_Problem description_.
Report every line of the records below that contains the word "peccary", treating uppercase and lowercase as distinct.

_Supplied records_.
□ □ □ □ □

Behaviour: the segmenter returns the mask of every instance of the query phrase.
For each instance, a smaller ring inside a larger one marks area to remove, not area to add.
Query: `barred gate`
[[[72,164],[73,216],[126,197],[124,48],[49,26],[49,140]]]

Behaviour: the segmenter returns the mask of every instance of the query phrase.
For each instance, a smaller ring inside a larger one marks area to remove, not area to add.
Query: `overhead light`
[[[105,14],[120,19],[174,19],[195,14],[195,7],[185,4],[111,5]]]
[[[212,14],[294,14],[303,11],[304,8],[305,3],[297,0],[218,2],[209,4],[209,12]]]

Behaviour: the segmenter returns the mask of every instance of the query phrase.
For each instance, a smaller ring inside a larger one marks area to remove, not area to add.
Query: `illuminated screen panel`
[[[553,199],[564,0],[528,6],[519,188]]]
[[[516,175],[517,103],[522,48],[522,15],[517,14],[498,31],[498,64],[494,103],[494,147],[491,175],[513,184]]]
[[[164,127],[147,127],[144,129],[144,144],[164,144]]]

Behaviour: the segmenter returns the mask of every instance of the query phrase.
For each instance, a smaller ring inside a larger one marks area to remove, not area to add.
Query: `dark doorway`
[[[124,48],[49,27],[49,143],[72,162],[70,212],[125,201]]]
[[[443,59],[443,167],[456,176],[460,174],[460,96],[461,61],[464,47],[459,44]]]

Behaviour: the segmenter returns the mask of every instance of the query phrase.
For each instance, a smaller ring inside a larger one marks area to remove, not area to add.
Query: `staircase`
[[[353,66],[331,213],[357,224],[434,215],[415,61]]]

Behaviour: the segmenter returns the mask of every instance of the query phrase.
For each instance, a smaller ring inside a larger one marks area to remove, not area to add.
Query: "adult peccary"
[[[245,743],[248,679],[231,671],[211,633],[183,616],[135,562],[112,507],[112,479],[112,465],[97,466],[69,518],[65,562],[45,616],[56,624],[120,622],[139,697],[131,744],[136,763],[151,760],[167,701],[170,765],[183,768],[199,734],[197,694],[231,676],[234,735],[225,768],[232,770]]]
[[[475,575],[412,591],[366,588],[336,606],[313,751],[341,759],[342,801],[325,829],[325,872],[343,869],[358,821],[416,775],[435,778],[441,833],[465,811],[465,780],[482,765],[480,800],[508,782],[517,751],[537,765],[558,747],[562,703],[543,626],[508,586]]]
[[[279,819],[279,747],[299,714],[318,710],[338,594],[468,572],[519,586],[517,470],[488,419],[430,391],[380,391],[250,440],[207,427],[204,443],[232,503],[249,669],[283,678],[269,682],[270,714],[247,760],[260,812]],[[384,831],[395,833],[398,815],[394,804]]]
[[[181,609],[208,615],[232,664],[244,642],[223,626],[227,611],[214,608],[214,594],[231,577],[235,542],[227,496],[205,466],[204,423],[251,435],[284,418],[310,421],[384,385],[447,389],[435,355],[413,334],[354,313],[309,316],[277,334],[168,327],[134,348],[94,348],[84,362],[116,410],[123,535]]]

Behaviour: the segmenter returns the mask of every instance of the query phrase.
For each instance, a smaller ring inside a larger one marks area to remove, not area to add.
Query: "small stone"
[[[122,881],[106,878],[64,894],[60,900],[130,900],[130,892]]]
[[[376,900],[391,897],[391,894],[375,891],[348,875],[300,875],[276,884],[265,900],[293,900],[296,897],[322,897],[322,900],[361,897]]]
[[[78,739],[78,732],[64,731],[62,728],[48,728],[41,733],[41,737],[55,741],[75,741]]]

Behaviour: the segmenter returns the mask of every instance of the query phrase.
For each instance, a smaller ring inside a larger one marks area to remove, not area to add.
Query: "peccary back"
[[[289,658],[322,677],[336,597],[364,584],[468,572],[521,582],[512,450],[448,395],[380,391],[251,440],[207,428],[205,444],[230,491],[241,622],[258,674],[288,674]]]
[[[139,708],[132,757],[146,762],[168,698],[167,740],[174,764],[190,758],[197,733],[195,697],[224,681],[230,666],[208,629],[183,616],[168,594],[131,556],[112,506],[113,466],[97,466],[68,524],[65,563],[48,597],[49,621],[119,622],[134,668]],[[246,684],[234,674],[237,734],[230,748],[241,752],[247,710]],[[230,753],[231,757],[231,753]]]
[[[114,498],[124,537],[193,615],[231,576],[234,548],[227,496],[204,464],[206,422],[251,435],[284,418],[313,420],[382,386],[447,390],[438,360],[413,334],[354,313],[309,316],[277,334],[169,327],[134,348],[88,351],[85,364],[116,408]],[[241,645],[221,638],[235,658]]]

□ □ □ □ □

_Worked solution_.
Query: "adult peccary"
Query: "peccary back"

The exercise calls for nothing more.